ANFORDERUNGEN.
Tausche im Forenthread "Eclipse" gegen "NetBeans" aus und gib den Abschnitt von "# Mit Eclipse" bis einschließlich "OnlineCodex angegeben ist." mit dieser Änderung wieder.

LESETEXT.
# # # # # # #

# Mit Eclipse auf CVS-Repository zugreifen



## ACEofSPADES (7. Sep 2009)

Hallo Leute,

ich habe ein Problem, dass Eclipse nicht auf folgendes Repository einloggen will, das auf der Webseite OnlineCodex angegeben ist.
In CVS bin ich nicht so firm, aber nach meinen Buchquellen mache ich es richtig, nur Eclipse sagt "Invalid Host Name". Kann mir bitte einer in einfachen Schritten erklären, wie ich die Quellen in dem Repository über Eclipse mir anschauen kann?


----------



## SlaterB (7. Sep 2009)

Tipp: drehe es um, erkläre mit einfachen Schritten, was du gemacht hast + Screenshot, was du genau wo eintippst,
dann hat es jemand anders leichter, den Fehler zu erkennen und weniger Arbeit als alles komplett zu erklären


----------



## ACEofSPADES (7. Sep 2009)

# # # # # # #

BEREITGESTELLTE DATENSÄTZE.
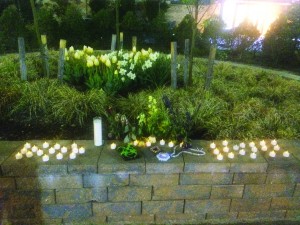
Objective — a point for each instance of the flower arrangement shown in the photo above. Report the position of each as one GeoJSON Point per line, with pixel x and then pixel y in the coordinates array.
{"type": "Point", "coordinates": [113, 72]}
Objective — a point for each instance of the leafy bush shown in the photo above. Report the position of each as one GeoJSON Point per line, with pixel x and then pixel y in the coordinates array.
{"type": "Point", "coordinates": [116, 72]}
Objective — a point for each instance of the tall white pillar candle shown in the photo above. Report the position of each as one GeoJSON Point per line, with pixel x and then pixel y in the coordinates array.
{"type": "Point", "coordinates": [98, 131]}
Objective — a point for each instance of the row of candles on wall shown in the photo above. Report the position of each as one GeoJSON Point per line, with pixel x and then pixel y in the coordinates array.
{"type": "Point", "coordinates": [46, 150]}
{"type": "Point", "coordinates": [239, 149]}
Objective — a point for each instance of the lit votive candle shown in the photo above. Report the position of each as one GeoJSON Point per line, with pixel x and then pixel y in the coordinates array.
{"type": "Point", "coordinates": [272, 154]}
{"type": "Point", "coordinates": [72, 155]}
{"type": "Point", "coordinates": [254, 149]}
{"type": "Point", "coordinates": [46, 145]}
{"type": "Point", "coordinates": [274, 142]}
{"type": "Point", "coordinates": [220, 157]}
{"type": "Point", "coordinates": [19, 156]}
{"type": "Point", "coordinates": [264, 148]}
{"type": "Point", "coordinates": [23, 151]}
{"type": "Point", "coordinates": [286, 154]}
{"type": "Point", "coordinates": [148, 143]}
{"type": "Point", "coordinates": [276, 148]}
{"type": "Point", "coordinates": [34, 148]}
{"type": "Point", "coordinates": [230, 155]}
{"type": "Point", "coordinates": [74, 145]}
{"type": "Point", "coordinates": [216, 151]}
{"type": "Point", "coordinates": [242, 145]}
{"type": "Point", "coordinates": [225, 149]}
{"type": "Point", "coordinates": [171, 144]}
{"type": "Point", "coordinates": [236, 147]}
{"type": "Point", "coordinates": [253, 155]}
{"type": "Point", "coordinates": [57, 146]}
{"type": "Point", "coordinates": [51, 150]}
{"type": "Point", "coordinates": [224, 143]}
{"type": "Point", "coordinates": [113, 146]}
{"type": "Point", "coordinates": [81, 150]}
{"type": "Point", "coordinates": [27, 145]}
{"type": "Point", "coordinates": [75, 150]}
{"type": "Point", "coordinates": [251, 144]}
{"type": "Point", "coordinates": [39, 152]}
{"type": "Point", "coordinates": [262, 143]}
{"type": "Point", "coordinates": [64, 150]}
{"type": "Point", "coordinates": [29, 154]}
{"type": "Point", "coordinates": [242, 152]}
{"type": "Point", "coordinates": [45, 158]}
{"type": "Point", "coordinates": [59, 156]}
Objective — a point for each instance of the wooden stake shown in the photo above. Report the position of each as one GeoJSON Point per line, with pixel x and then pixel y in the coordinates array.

# # # # # # #

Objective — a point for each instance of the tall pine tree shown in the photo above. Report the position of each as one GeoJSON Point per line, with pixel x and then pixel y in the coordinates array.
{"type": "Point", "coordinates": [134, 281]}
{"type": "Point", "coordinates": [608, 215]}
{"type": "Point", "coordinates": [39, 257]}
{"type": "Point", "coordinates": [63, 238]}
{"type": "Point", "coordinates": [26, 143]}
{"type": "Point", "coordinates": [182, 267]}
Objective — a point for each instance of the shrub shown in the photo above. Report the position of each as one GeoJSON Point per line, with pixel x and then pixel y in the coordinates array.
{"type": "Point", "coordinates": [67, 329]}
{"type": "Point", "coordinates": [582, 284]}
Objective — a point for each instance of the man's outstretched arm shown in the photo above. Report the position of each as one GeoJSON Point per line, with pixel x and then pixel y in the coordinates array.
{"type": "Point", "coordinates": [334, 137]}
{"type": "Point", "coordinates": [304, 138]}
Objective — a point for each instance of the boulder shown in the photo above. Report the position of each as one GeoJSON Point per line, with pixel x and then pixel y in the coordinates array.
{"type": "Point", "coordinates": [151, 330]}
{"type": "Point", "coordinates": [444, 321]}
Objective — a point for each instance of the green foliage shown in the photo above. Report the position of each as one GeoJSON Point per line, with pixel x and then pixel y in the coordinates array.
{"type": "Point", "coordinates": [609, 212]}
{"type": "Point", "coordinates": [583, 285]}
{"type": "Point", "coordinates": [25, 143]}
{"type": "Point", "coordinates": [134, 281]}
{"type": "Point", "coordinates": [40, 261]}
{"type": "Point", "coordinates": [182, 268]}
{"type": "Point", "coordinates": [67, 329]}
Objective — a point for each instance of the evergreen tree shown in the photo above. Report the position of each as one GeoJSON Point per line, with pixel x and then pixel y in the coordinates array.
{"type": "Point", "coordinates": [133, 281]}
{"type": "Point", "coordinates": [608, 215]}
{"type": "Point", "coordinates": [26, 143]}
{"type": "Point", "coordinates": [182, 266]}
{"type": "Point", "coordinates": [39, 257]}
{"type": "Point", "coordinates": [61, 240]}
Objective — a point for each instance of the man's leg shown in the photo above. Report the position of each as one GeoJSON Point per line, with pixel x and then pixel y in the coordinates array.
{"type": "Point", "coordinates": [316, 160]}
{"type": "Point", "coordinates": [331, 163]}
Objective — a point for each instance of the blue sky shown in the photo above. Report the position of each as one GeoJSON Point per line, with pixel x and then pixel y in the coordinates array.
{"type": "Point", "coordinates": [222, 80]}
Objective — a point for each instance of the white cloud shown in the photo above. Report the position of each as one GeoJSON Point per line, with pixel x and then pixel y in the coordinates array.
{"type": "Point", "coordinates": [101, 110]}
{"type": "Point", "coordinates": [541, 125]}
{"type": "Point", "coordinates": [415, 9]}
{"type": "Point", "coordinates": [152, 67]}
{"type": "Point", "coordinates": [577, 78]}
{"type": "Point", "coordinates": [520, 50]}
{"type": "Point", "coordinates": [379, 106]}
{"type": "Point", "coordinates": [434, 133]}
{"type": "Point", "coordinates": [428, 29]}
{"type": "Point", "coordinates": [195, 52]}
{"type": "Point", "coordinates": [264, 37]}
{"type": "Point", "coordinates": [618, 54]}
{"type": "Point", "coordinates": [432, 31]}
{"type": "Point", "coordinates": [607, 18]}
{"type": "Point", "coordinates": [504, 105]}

# # # # # # #

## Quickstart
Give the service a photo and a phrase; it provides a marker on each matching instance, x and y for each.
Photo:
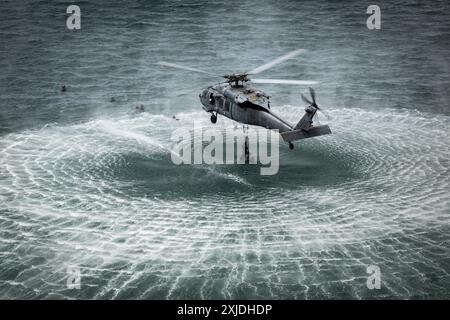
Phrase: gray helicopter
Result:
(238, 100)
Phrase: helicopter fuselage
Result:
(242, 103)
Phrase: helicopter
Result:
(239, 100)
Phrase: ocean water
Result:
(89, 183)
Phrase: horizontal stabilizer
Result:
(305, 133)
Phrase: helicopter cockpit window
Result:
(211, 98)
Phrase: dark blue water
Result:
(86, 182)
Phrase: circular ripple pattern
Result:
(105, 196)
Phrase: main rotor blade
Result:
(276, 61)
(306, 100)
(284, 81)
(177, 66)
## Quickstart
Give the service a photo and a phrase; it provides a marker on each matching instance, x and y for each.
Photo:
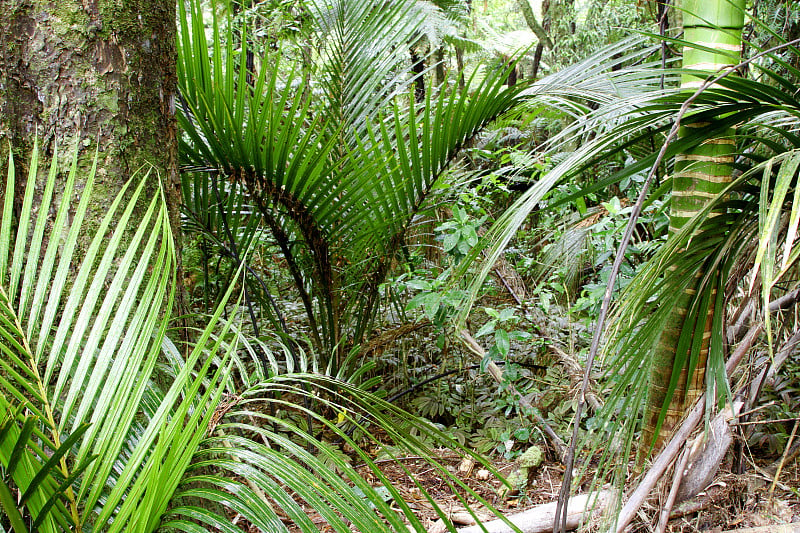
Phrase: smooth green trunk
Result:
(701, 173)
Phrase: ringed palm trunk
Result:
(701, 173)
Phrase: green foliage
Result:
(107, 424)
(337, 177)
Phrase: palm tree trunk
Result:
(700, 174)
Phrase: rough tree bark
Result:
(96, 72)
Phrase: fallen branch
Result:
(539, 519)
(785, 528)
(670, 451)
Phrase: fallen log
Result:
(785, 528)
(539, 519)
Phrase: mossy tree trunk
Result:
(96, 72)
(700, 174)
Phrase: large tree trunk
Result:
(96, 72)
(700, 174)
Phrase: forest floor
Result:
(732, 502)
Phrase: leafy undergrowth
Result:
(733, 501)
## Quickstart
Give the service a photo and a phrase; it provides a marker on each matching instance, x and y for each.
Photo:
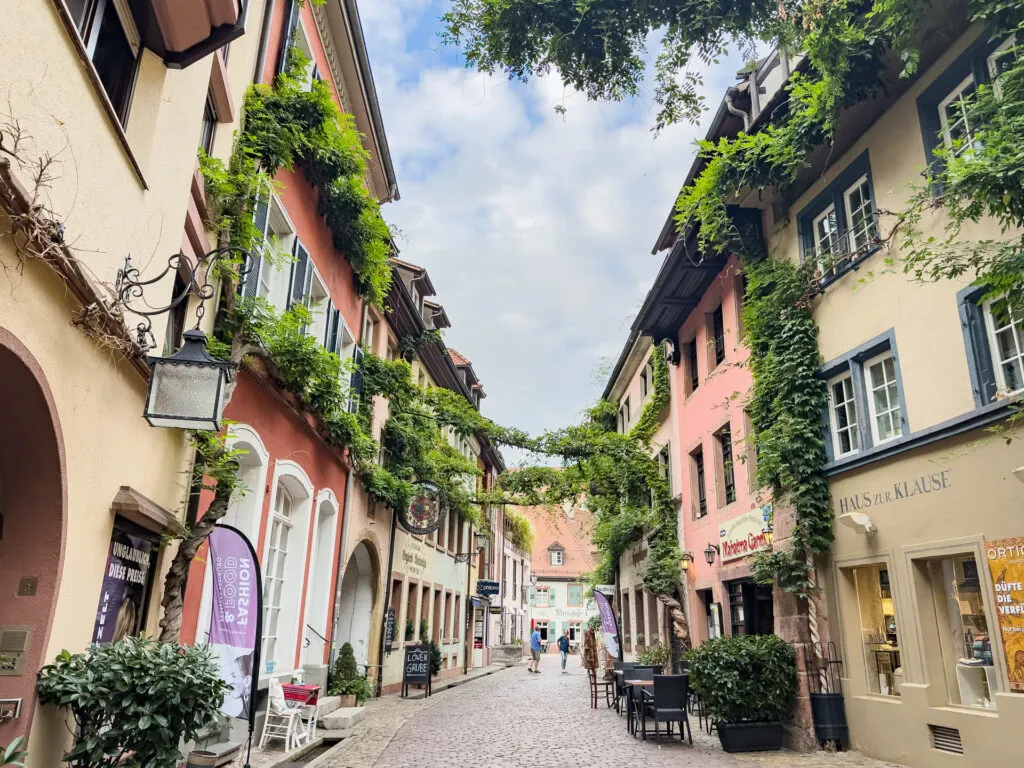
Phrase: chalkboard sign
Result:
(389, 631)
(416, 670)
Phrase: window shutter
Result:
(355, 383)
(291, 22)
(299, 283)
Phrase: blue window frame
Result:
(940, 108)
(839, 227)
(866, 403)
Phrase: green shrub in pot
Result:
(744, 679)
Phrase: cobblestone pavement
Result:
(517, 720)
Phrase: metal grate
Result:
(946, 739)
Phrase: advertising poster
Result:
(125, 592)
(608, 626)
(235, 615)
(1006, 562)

# # # # # # #

DIE AUSGABE.
# Mit NetBeans auf CVS-Repository zugreifen



## ACEofSPADES (7. Sep 2009)

Hallo Leute,

ich habe ein Problem, dass NetBeans nicht auf folgendes Repository einloggen will, das auf der Webseite OnlineCodex angegeben ist.